* JOB
Reproduce only the lines that begin at the one containing "Can you find the wooden upright" and run through the one containing "[[801, 243]]", both included, keeping the items' wording. In the answers, scale every x and y coordinate by 2.4 and round to a whole number, with halves rounded up.
^^^^
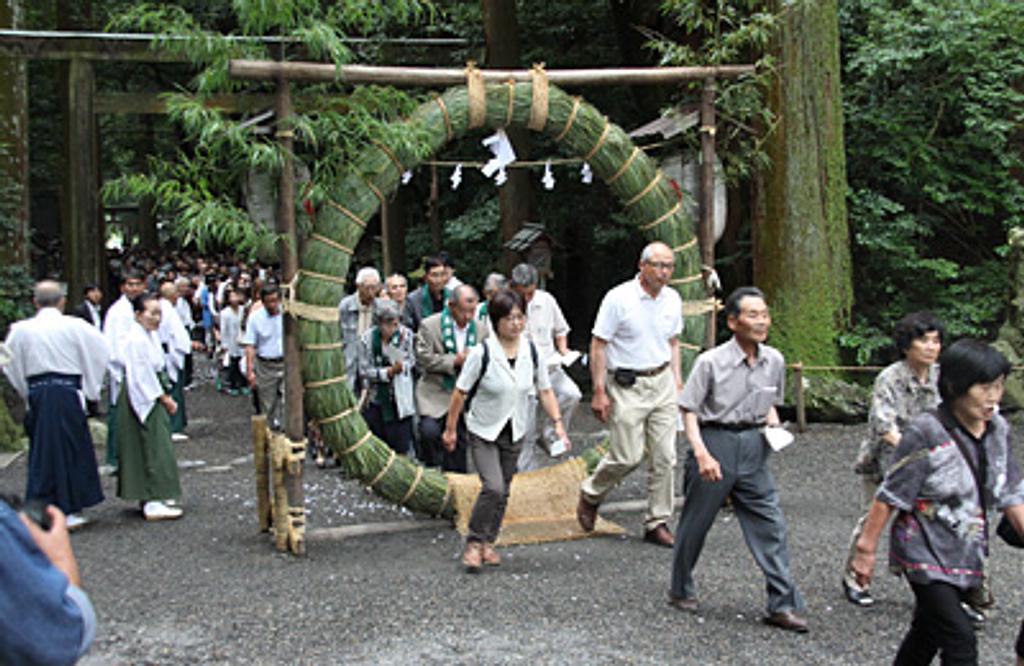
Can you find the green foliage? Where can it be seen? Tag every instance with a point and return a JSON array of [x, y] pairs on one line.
[[933, 114], [726, 32], [199, 185]]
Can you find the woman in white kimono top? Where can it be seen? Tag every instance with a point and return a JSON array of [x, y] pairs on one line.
[[148, 470]]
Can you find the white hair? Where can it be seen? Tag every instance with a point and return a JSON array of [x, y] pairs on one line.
[[367, 273]]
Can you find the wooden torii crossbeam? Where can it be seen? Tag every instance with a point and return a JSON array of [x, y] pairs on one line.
[[285, 72]]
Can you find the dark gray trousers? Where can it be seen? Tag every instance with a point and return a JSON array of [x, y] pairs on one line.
[[743, 457], [496, 463]]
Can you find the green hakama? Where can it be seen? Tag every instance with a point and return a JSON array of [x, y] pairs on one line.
[[148, 469]]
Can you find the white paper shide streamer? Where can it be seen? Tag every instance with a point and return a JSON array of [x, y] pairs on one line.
[[504, 155], [549, 177]]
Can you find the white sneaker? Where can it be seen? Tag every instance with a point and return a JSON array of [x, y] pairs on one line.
[[156, 510]]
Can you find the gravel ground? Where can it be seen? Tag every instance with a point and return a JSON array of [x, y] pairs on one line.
[[210, 589]]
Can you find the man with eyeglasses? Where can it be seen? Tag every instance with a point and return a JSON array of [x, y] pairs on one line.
[[730, 397], [634, 366]]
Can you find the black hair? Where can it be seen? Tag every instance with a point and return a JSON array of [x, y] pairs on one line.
[[269, 290], [966, 363], [138, 302], [737, 295], [432, 261], [914, 326], [502, 304]]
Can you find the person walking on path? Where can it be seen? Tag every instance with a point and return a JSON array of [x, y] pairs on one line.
[[53, 358], [148, 471], [634, 366], [729, 397], [548, 330], [952, 464], [442, 344], [264, 342], [118, 322], [500, 374], [176, 343], [387, 357], [902, 390]]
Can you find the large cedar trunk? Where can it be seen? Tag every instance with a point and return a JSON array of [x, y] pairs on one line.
[[801, 246], [516, 196]]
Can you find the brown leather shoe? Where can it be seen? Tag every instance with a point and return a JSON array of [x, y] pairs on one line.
[[687, 605], [488, 555], [471, 557], [659, 536], [586, 513], [786, 620]]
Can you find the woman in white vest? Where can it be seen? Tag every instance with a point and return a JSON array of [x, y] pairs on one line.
[[499, 376]]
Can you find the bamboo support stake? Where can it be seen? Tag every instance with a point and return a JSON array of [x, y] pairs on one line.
[[708, 194], [426, 76], [798, 381], [291, 471], [262, 465]]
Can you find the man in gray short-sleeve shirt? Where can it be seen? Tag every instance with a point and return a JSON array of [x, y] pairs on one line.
[[730, 394]]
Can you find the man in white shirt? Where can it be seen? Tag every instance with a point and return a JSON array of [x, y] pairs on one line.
[[56, 361], [634, 365], [177, 345], [548, 330], [355, 317], [117, 324], [264, 342]]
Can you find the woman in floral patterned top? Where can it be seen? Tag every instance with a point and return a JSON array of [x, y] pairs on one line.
[[940, 536], [902, 390]]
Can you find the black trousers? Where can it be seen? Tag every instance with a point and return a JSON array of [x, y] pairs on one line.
[[939, 626], [432, 453]]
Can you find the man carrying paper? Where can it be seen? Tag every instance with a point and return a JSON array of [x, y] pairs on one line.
[[547, 329]]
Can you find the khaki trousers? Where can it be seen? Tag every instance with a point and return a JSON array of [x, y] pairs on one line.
[[643, 425]]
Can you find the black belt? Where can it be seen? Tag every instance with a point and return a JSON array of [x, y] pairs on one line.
[[649, 372], [734, 427]]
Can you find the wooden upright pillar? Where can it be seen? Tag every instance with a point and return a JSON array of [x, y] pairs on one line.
[[81, 216], [708, 193], [294, 421], [14, 139]]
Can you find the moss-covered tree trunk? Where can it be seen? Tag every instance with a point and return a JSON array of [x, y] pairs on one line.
[[801, 243]]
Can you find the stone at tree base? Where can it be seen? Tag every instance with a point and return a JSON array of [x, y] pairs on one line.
[[832, 400]]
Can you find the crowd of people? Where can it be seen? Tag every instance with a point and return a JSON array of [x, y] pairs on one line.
[[461, 383]]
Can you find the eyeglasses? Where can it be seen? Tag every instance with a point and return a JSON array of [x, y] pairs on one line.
[[665, 265]]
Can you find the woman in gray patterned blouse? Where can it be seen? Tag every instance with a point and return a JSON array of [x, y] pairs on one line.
[[940, 536], [902, 390]]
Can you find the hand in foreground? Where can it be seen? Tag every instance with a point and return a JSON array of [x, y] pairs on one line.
[[601, 406], [55, 543], [449, 440], [710, 469]]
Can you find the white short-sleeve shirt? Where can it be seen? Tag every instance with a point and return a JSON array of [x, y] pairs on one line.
[[266, 333], [545, 322], [638, 327]]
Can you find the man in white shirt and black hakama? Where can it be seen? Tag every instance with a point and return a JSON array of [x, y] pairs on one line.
[[56, 363]]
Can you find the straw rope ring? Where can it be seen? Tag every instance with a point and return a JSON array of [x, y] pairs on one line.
[[352, 201]]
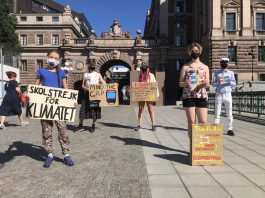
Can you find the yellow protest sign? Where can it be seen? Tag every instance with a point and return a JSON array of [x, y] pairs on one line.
[[144, 91], [107, 94], [51, 103], [207, 144]]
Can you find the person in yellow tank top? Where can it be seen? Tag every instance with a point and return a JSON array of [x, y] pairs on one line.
[[146, 76]]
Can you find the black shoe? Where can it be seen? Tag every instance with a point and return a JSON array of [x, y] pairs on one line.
[[79, 129], [154, 128], [230, 132], [93, 128], [138, 128]]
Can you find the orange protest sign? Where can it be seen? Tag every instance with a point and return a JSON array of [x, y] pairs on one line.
[[144, 91], [207, 144]]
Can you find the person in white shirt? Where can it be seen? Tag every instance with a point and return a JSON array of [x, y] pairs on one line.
[[89, 109], [223, 80]]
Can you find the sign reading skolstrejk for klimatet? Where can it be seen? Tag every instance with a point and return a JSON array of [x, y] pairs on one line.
[[51, 103]]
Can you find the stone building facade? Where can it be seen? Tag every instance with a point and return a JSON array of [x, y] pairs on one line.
[[235, 29], [225, 28], [171, 22]]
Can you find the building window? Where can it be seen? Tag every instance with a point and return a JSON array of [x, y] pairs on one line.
[[39, 40], [55, 40], [23, 39], [232, 54], [260, 21], [180, 7], [262, 77], [179, 40], [39, 64], [24, 65], [179, 24], [55, 19], [236, 78], [230, 21], [39, 18], [23, 18], [179, 64], [261, 55]]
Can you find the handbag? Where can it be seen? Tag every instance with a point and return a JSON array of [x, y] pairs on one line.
[[22, 97]]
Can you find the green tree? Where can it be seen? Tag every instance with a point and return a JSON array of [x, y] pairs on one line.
[[8, 37]]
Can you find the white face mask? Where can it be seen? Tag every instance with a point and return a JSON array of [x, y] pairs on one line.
[[52, 62]]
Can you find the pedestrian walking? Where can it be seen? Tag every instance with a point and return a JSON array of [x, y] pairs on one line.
[[223, 81], [89, 109], [11, 104], [194, 78], [53, 76], [146, 76]]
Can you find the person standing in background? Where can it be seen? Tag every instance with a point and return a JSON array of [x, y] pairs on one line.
[[223, 81]]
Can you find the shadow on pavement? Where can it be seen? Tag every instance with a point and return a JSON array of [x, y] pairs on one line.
[[173, 128], [19, 148], [133, 141], [183, 159], [116, 125]]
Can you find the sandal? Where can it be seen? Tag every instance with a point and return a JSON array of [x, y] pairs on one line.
[[25, 123]]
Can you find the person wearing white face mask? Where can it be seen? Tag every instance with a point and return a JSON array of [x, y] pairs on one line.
[[223, 80], [53, 76]]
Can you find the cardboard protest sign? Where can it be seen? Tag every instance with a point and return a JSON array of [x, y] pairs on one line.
[[107, 94], [144, 91], [207, 144], [51, 103]]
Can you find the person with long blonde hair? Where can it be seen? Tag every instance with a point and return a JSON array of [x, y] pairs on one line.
[[194, 78], [11, 104], [146, 76]]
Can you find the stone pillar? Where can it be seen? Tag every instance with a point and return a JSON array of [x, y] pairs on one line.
[[246, 18], [216, 23], [163, 11]]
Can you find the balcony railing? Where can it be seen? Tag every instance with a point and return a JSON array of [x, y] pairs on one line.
[[244, 102]]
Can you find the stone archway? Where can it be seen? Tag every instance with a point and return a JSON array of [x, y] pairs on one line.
[[115, 57]]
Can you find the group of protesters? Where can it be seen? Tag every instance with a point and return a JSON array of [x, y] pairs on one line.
[[194, 78]]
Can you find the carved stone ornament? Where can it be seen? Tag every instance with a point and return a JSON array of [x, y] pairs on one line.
[[115, 31], [80, 65]]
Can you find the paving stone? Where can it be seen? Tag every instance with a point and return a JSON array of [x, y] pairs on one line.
[[246, 192], [208, 192]]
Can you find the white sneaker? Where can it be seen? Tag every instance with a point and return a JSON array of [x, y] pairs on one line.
[[25, 123]]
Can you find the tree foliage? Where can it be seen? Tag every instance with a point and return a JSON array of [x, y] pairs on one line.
[[8, 37]]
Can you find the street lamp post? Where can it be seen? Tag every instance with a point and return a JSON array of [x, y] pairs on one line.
[[2, 70], [252, 57]]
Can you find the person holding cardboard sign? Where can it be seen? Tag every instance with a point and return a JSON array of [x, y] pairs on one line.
[[11, 104], [223, 80], [194, 78], [53, 76], [90, 109], [146, 76]]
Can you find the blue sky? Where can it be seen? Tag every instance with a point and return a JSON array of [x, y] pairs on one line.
[[100, 13]]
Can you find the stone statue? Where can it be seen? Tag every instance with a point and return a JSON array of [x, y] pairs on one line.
[[116, 31]]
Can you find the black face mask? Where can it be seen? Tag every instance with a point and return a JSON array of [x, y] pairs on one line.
[[144, 69], [195, 55], [224, 65]]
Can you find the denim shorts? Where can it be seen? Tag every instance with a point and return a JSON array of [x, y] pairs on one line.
[[195, 102]]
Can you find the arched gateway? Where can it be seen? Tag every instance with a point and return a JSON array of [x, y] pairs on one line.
[[112, 48]]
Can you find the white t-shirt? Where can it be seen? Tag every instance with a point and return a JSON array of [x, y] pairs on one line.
[[91, 78]]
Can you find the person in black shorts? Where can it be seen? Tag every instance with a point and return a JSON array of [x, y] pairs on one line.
[[194, 78]]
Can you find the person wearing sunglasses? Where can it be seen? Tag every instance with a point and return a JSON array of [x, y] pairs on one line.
[[223, 81]]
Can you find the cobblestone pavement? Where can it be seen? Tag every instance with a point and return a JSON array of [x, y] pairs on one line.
[[116, 161], [171, 176], [108, 163]]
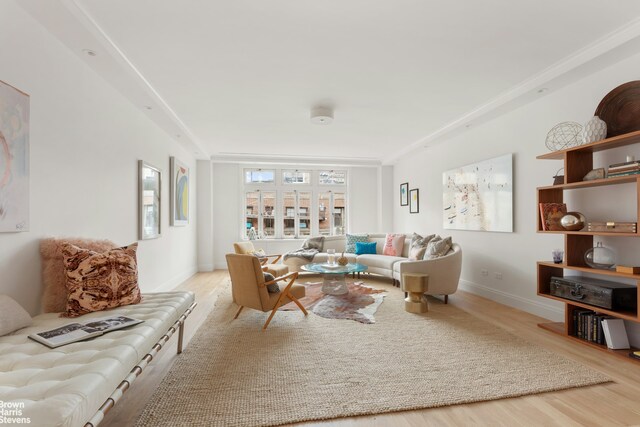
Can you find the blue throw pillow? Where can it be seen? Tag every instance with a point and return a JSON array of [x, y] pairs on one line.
[[365, 248]]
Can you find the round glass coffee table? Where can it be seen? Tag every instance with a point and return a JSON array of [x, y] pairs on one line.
[[335, 275]]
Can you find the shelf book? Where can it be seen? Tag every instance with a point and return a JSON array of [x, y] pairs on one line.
[[584, 323]]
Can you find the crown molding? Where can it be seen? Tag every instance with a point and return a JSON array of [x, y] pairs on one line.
[[607, 50]]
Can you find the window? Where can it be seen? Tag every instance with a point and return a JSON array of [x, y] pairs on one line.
[[259, 176], [331, 213], [296, 221], [288, 203], [296, 177], [260, 213], [333, 177]]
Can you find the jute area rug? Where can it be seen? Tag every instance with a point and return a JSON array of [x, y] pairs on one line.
[[312, 368]]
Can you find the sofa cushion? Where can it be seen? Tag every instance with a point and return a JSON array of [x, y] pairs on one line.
[[363, 248], [418, 246], [12, 316], [97, 281], [438, 247], [379, 261], [351, 239], [393, 245], [66, 386]]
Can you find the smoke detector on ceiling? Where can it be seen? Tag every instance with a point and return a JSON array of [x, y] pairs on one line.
[[321, 115]]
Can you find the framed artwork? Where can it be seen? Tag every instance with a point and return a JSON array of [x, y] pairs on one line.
[[479, 196], [404, 194], [149, 200], [414, 201], [179, 192], [14, 159]]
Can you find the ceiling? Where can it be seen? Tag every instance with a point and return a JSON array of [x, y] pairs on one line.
[[240, 77]]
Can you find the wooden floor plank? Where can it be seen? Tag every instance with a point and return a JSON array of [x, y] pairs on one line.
[[611, 404]]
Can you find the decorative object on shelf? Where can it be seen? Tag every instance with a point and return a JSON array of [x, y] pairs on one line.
[[594, 130], [620, 109], [627, 269], [613, 227], [595, 174], [600, 257], [404, 194], [343, 260], [479, 196], [558, 256], [14, 159], [630, 167], [331, 256], [251, 234], [414, 201], [149, 207], [573, 221], [564, 135], [551, 214], [596, 292], [557, 178], [179, 192]]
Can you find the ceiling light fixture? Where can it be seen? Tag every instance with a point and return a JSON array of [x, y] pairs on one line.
[[321, 115]]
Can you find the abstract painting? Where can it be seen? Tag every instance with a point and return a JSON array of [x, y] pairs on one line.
[[404, 194], [14, 159], [149, 190], [479, 196], [414, 201], [179, 192]]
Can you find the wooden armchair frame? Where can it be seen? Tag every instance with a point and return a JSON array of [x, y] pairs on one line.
[[283, 293]]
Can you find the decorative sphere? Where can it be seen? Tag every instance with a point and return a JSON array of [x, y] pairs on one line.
[[600, 257], [573, 221]]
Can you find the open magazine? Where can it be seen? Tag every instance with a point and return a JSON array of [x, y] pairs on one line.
[[73, 332]]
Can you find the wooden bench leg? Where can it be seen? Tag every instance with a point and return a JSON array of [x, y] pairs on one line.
[[180, 337]]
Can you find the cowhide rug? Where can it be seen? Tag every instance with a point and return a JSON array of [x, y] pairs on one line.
[[360, 304]]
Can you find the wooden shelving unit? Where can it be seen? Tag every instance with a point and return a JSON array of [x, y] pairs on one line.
[[578, 161]]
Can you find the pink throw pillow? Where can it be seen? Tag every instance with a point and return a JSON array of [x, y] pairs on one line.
[[393, 245]]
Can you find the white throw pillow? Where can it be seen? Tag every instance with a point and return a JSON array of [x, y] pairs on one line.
[[12, 316]]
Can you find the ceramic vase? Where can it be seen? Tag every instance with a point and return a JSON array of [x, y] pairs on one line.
[[594, 130]]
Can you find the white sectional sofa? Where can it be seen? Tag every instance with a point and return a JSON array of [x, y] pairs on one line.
[[76, 384], [444, 272]]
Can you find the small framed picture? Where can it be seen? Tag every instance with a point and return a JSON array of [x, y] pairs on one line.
[[414, 201], [149, 188], [404, 194]]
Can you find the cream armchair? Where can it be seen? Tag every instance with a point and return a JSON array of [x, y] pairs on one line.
[[444, 272], [247, 248], [249, 288]]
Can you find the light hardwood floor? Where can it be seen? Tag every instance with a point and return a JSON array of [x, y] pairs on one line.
[[612, 404]]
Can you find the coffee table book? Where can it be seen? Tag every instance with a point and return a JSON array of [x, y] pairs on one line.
[[74, 332]]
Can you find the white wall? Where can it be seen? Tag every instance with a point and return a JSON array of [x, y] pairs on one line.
[[523, 133], [363, 210], [86, 139]]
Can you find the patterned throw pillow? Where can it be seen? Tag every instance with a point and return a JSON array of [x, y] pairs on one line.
[[368, 248], [272, 288], [351, 239], [418, 246], [393, 245], [97, 281], [438, 247]]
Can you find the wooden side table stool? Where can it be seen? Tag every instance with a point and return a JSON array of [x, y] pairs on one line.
[[416, 285]]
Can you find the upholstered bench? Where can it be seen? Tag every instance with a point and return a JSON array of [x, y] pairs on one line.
[[78, 383]]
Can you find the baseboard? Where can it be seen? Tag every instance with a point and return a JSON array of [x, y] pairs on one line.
[[534, 307], [205, 267], [173, 283]]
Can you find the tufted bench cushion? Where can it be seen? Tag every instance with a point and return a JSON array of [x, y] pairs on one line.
[[65, 386]]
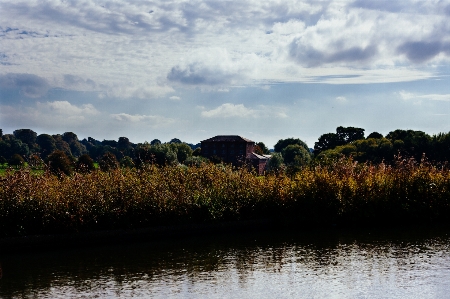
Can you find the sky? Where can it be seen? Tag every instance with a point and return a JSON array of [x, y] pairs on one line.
^^^^
* EXERCISE RESULT
Can you find the wooden upright pillar? Where can it be seen? Tag every instance with a point and return a JSON array of [x, y] pairs on one line.
[[194, 518], [1699, 463], [706, 1010], [34, 334]]
Can you find the moss-covered tree trunk? Where can it be seen? Tag every instance with a point and return a JSON array of [x, y] pairs on one line.
[[1922, 583]]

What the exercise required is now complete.